- _Work to do_
Can you turn every line of the items below into a numbered list, dropping any blank lines?

[START Supplied entries]

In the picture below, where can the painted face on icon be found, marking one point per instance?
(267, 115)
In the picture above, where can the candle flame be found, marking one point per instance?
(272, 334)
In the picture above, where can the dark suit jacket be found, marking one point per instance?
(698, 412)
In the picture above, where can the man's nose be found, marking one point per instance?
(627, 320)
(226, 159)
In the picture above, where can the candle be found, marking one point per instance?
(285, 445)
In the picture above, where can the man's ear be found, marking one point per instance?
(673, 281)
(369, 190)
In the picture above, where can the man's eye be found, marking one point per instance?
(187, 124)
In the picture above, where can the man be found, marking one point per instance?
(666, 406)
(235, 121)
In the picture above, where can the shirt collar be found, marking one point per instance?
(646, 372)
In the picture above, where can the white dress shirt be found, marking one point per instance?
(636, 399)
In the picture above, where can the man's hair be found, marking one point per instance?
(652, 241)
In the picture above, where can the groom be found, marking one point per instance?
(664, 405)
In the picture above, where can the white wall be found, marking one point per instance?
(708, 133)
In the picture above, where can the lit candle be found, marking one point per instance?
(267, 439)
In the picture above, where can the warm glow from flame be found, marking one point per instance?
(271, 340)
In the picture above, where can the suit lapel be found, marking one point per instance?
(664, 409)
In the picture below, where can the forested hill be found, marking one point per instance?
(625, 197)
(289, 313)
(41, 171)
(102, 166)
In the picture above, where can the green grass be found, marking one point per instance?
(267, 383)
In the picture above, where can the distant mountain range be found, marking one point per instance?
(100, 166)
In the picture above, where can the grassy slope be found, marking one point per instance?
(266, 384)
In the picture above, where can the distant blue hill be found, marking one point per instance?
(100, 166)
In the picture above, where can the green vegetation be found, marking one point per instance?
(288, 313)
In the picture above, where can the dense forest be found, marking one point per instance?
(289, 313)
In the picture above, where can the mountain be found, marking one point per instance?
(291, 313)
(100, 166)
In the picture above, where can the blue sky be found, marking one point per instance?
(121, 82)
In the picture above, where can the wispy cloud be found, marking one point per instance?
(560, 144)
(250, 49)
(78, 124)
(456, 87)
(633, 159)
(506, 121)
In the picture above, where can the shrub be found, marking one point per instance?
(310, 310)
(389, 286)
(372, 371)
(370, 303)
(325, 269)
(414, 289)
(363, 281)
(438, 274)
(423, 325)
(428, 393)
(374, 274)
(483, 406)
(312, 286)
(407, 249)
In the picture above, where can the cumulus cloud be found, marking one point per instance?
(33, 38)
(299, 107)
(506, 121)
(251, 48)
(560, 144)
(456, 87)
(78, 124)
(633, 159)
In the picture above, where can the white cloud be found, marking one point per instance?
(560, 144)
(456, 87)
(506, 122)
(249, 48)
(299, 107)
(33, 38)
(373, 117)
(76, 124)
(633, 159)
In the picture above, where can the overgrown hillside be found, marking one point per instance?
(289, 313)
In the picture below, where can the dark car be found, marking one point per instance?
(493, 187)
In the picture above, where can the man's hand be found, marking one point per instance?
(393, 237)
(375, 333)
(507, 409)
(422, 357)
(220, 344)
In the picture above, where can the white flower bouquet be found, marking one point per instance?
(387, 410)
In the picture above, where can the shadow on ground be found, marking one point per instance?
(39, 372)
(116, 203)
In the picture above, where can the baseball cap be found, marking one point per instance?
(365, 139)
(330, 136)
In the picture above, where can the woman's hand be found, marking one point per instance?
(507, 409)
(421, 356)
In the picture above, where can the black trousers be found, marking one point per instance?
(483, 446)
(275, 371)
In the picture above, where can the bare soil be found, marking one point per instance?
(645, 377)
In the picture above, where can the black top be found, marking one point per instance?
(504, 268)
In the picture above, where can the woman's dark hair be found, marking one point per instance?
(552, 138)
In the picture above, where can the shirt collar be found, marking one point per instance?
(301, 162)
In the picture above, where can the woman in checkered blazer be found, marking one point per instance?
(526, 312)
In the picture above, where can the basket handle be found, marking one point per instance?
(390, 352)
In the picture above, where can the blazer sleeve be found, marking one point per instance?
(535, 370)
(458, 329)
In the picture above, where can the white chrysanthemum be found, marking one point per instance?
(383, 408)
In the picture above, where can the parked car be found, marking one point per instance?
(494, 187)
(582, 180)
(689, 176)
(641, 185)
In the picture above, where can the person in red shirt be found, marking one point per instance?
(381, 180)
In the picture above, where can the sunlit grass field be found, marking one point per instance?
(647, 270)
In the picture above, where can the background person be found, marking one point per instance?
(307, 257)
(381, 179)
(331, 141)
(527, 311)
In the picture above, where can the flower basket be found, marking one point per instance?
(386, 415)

[END Supplied entries]

- _Written solution_
1. In the picture below, where can the painted face on icon be found, marking one point per instance?
2. (267, 115)
3. In the picture above, where can the candle flame be found, marking one point per instance?
4. (272, 334)
5. In the picture above, where can the dark suit jacket be found, marking one point per instance?
6. (698, 412)
7. In the picture above, where can the man's nose be found, marking one point per instance?
8. (627, 320)
9. (226, 159)
10. In the picture above, where can the candle be found, marking one point per instance?
11. (285, 445)
12. In the picture above, where can the man's ear be found, marking one point per instance?
13. (673, 281)
14. (369, 190)
15. In the picture above, where can the man's eye be found, marking one point per instance?
16. (187, 124)
17. In the picture above, where can the man be found, marking one point per instance?
18. (666, 406)
19. (235, 121)
20. In the picture above, where can the shirt collar be found, marking one point per instance?
21. (646, 372)
22. In the picture above, where can the white dress shirt be found, marking one point per instance?
23. (636, 399)
24. In the picture above, where can the man's hair be found, marking one point per instance?
25. (652, 241)
26. In the picture above, where can the groom be found, marking one point per instance?
27. (664, 405)
28. In the picture above, where can the white wall be found, marking one point per instance?
29. (708, 133)
30. In the picture above, where can the lit candle be found, marking one point per instance?
31. (267, 439)
32. In the picture above, where can the warm glow from flame be found, marking one point per instance?
33. (271, 340)
34. In the picture above, where can the suit lapel be found, marking one point per instance?
35. (664, 409)
36. In the picture below, where can the forested hill be found, marking one point per instance?
37. (625, 197)
38. (289, 313)
39. (41, 171)
40. (102, 166)
41. In the picture above, where can the green grass be found, marking one point per instance?
42. (267, 383)
43. In the picture above, where can the distant mountain range be found, marking one point per instance?
44. (100, 166)
45. In the picture above, where can the grassy slope be found, marking one point per instance?
46. (266, 384)
47. In the picture above, where can the distant blue hill be found, marking one point per instance?
48. (100, 166)
49. In the picture above, where can the green vegetation be found, marking one point per instance?
50. (288, 313)
51. In the picture above, where can the dense forest be found, marking one point per instance?
52. (289, 313)
53. In the picture above, where can the mountain be found, marking one point per instance?
54. (291, 313)
55. (100, 166)
56. In the picture above, where can the blue sky be found, marking one point per instance?
57. (121, 82)
58. In the picture above, where can the wispy cloud be found, marking one point per instance?
59. (560, 144)
60. (250, 49)
61. (78, 124)
62. (456, 87)
63. (633, 159)
64. (506, 121)
65. In the picture above, where can the shrub be found, marking one point per instance?
66. (310, 310)
67. (389, 286)
68. (372, 371)
69. (370, 303)
70. (325, 269)
71. (414, 289)
72. (363, 281)
73. (438, 274)
74. (423, 325)
75. (428, 393)
76. (374, 274)
77. (483, 406)
78. (312, 286)
79. (407, 249)
80. In the picture above, where can the cumulus cloud be found, marking one point per instance?
81. (33, 38)
82. (299, 107)
83. (506, 121)
84. (251, 48)
85. (560, 144)
86. (456, 87)
87. (78, 124)
88. (633, 159)
89. In the picture above, where can the white cloud be found, marking one point per instance?
90. (560, 144)
91. (456, 87)
92. (506, 122)
93. (249, 48)
94. (299, 107)
95. (33, 38)
96. (373, 117)
97. (76, 124)
98. (633, 159)
99. In the picture above, where can the overgrown hillside be found, marking one point per instance?
100. (289, 313)
101. In the picture below, where can the dark car be found, marking one point per instance?
102. (493, 187)
103. In the picture above, where can the man's hand be found, marking one point per instance?
104. (393, 237)
105. (375, 333)
106. (507, 409)
107. (422, 357)
108. (220, 344)
109. In the picture above, where can the white flower bouquet be found, marking one point per instance?
110. (387, 410)
111. In the picture above, where can the shadow on ground be found, marking one point per instance?
112. (39, 372)
113. (116, 203)
114. In the picture above, where can the baseball cap be found, marking one point per instance?
115. (365, 139)
116. (330, 136)
117. In the picture above, where can the woman's hand be found, marking one point per instance?
118. (507, 409)
119. (421, 356)
120. In the picture above, where can the black trousers be found, marking one point per instance?
121. (483, 446)
122. (275, 371)
123. In the picture above, where can the bare soil be found, marking one point per instance?
124. (645, 377)
125. In the picture above, where can the black top be found, marking one point per instance?
126. (504, 268)
127. In the picture above, where can the woman's dark hair be found, marking one point per instance?
128. (552, 138)
129. In the picture above, where can the shirt collar be found, marking one point per instance?
130. (301, 162)
131. In the picture above, where can the woman in checkered blazer be found, marking one point per instance?
132. (526, 312)
133. In the picture above, where can the basket handle be found, marking one point per instance?
134. (390, 352)
135. In the picture above, where can the blazer sleeve be found, marking one point per instance?
136. (535, 370)
137. (458, 329)
138. In the picture above, where can the white chrysanthemum be found, marking one point per instance?
139. (383, 408)
140. In the picture above, where can the parked car be found, marking one point per instance?
141. (494, 187)
142. (582, 180)
143. (689, 176)
144. (641, 185)
145. In the picture above, where can the person in red shirt be found, marking one point per instance?
146. (381, 180)
147. In the picture above, where can the sunlit grass field be found, marking one point per instance?
148. (647, 270)
149. In the picture above, where can the background person be found, marking one point per instance?
150. (307, 257)
151. (381, 179)
152. (331, 141)
153. (527, 311)
154. In the picture above, where can the flower basket be found, marking one point per instance?
155. (386, 415)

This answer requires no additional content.